§ What is required:
Reproduce the material below word for word and line for line, with nothing changed.

□ □ □ □ □

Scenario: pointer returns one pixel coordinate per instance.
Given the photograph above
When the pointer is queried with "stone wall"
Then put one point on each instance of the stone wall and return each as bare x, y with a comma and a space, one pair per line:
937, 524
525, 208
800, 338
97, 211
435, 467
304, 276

□ □ □ □ □

§ Solved problem:
Scenario: pointer returns one pixel coordinate per instance.
Given the photograph above
When the pointer is queried with "stone wall"
Then put one point on each instance of the stone wall and return each as bare x, y with a comma and a space, one pair per line:
937, 524
525, 208
800, 338
97, 211
435, 467
304, 276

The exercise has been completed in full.